• Dataset entries:
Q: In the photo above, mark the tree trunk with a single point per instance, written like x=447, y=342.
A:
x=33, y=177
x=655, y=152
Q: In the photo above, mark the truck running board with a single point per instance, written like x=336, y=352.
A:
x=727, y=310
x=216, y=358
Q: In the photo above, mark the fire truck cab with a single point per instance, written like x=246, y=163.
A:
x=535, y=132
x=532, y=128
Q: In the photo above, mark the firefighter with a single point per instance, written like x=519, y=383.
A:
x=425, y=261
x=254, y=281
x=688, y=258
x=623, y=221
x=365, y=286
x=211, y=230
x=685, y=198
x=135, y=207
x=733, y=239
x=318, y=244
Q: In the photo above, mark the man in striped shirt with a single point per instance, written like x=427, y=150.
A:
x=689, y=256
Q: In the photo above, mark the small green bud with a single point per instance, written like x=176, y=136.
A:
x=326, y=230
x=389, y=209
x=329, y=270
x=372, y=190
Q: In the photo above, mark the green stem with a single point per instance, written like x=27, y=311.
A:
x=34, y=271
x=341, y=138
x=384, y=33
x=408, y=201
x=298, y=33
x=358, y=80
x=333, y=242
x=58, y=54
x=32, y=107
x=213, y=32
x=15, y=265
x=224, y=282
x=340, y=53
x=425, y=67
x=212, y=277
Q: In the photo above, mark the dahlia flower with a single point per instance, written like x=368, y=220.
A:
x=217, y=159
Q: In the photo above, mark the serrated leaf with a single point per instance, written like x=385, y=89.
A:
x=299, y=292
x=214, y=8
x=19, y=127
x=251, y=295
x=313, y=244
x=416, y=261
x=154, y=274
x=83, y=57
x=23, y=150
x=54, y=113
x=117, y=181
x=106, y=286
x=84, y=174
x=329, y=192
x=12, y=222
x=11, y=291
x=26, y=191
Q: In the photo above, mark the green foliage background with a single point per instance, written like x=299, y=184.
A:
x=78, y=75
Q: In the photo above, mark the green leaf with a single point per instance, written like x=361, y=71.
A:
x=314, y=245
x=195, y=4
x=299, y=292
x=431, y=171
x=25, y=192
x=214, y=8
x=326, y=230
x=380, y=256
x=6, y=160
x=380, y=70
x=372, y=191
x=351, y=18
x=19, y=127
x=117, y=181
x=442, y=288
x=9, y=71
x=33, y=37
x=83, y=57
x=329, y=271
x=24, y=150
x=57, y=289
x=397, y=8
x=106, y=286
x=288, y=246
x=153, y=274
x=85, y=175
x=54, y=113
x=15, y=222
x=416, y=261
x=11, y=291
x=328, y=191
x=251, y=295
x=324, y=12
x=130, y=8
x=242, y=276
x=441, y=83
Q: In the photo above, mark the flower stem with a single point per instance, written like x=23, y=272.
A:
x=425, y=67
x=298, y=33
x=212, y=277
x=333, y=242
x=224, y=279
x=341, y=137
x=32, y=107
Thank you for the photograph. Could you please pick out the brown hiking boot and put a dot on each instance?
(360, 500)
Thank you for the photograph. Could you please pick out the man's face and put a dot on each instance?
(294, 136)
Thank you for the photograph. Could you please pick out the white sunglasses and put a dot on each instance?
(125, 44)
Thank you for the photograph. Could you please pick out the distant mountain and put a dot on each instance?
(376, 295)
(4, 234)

• PROBLEM REQUIREMENTS: Each record above should be output again exactly.

• EXERCISE RESULT:
Q: In the photo above, mark the tree trunk with a single point per instance, written like x=447, y=342.
A:
x=33, y=177
x=655, y=152
Q: In the photo above, mark the truck running board with a single point per instance, written like x=336, y=352.
A:
x=727, y=310
x=216, y=358
Q: In the photo above, mark the fire truck cab with a single point per instance, written like x=246, y=163.
A:
x=535, y=132
x=532, y=128
Q: In the photo above, mark the firefighter with a single point per instance, written like x=519, y=383.
A:
x=425, y=261
x=254, y=281
x=688, y=258
x=623, y=221
x=365, y=286
x=211, y=230
x=685, y=198
x=135, y=207
x=733, y=239
x=318, y=244
Q: In the photo above, mark the man in striped shirt with a single point per instance, written like x=427, y=150.
A:
x=689, y=256
Q: In the photo above, mark the small green bud with a single point per instance, written like x=176, y=136.
A:
x=326, y=230
x=389, y=209
x=329, y=270
x=372, y=190
Q: In the photo above, mark the green stem with a single point per instance, written like x=27, y=311.
A:
x=34, y=271
x=341, y=138
x=384, y=33
x=408, y=201
x=298, y=33
x=358, y=80
x=333, y=242
x=58, y=54
x=32, y=107
x=213, y=32
x=15, y=265
x=224, y=282
x=340, y=53
x=425, y=67
x=212, y=277
Q: In the photo above, mark the dahlia flower with a single point per instance, written like x=368, y=220.
A:
x=217, y=159
Q: In the photo above, mark the serrated leaf with a single point per instance, written like x=385, y=89.
A:
x=299, y=292
x=214, y=8
x=19, y=127
x=251, y=295
x=313, y=244
x=416, y=261
x=154, y=274
x=83, y=57
x=23, y=150
x=54, y=113
x=117, y=181
x=106, y=286
x=84, y=174
x=329, y=192
x=12, y=222
x=11, y=291
x=26, y=191
Q: In the photo above, mark the green foliage background with a single point per instance, written like x=299, y=184.
A:
x=78, y=75
Q: In the photo above, mark the green leaf with a single point per instance, written like x=361, y=71.
A:
x=314, y=245
x=195, y=4
x=299, y=292
x=431, y=171
x=25, y=192
x=214, y=8
x=326, y=230
x=380, y=256
x=6, y=160
x=380, y=70
x=372, y=191
x=351, y=18
x=19, y=127
x=117, y=181
x=442, y=288
x=9, y=71
x=33, y=37
x=83, y=57
x=329, y=271
x=24, y=150
x=57, y=289
x=397, y=8
x=106, y=286
x=288, y=246
x=153, y=274
x=85, y=175
x=54, y=113
x=15, y=222
x=416, y=261
x=11, y=291
x=328, y=191
x=251, y=295
x=324, y=12
x=130, y=8
x=242, y=276
x=441, y=83
Q: In the photo above, mark the flower stem with a single point per instance, written like x=23, y=272.
A:
x=425, y=67
x=298, y=33
x=212, y=277
x=333, y=242
x=224, y=279
x=341, y=137
x=32, y=107
Thank you for the photograph. Could you please pick out the brown hiking boot and put a dot on each instance?
(360, 500)
Thank you for the photograph. Could you please pick out the man's face and put a dot on each instance?
(294, 136)
Thank you for the photograph. Could you please pick out the white sunglasses and put a dot on each instance?
(125, 44)
Thank you for the photograph. Could you please pick out the distant mountain and put a dot on each instance?
(376, 295)
(4, 234)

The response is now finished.